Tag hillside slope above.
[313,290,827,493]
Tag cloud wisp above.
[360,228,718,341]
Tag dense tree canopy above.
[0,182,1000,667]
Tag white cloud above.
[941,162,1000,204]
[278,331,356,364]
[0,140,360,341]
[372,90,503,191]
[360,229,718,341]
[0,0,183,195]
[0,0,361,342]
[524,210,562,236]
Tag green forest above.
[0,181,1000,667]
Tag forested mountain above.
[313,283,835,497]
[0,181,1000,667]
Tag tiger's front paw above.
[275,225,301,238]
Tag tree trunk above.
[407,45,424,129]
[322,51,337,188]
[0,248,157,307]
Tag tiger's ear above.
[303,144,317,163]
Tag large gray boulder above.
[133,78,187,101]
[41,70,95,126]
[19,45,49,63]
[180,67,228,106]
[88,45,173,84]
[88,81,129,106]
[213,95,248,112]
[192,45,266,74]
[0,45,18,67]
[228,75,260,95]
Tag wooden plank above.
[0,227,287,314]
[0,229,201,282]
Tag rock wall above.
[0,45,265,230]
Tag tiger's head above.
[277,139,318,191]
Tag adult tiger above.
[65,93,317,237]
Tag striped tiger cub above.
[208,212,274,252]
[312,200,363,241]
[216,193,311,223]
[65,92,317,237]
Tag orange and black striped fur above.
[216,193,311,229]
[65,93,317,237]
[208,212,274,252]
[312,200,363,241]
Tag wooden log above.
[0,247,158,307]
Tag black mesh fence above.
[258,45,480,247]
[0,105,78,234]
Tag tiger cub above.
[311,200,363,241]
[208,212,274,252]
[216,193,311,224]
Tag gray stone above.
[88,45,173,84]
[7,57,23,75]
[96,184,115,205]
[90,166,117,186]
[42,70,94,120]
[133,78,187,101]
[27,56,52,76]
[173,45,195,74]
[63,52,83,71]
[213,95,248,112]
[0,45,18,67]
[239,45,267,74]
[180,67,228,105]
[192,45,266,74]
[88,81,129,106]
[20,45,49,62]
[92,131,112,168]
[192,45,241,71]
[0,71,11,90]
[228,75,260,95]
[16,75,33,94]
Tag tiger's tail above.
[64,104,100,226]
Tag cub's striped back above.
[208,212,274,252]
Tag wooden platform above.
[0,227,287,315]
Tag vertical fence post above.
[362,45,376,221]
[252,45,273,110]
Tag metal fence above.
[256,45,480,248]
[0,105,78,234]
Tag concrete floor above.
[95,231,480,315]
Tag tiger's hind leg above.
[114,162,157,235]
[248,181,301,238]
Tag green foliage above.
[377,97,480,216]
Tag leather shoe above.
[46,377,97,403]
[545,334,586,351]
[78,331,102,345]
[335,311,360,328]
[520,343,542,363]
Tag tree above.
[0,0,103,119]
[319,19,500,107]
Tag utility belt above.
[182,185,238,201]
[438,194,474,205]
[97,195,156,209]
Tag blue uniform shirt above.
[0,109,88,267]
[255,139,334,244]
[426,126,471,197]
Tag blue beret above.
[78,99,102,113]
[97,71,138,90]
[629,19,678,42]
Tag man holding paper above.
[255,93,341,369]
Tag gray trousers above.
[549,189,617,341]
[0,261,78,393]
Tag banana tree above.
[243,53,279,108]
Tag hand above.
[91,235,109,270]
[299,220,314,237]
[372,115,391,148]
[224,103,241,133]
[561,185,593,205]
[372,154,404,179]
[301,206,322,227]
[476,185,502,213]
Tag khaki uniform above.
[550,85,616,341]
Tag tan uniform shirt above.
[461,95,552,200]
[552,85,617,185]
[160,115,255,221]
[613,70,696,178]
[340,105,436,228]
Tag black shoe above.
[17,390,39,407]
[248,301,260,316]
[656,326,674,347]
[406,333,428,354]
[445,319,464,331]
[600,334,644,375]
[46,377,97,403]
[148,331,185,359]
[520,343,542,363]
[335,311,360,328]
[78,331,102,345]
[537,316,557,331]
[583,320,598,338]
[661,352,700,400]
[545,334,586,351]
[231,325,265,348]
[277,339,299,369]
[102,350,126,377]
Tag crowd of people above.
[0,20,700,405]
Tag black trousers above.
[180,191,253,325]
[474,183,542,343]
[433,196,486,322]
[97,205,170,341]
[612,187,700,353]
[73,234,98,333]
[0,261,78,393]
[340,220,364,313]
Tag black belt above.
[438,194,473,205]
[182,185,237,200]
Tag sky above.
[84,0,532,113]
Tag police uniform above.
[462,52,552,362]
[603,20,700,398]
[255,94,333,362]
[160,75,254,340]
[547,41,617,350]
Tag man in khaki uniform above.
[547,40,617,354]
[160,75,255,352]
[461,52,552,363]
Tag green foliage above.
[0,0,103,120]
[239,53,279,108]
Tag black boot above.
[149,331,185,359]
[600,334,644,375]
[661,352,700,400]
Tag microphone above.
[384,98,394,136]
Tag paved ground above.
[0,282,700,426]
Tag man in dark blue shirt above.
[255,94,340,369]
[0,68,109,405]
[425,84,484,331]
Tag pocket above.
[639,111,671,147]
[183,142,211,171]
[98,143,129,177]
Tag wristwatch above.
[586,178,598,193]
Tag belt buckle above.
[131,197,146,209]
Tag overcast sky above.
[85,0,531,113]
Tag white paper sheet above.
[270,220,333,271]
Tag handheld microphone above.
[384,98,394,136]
□ □ □ □ □ □ □
From the listing above, pull out each line that contains the string "khaki". Case counts.

Tag khaki uniform above.
Tag man in khaki uniform above.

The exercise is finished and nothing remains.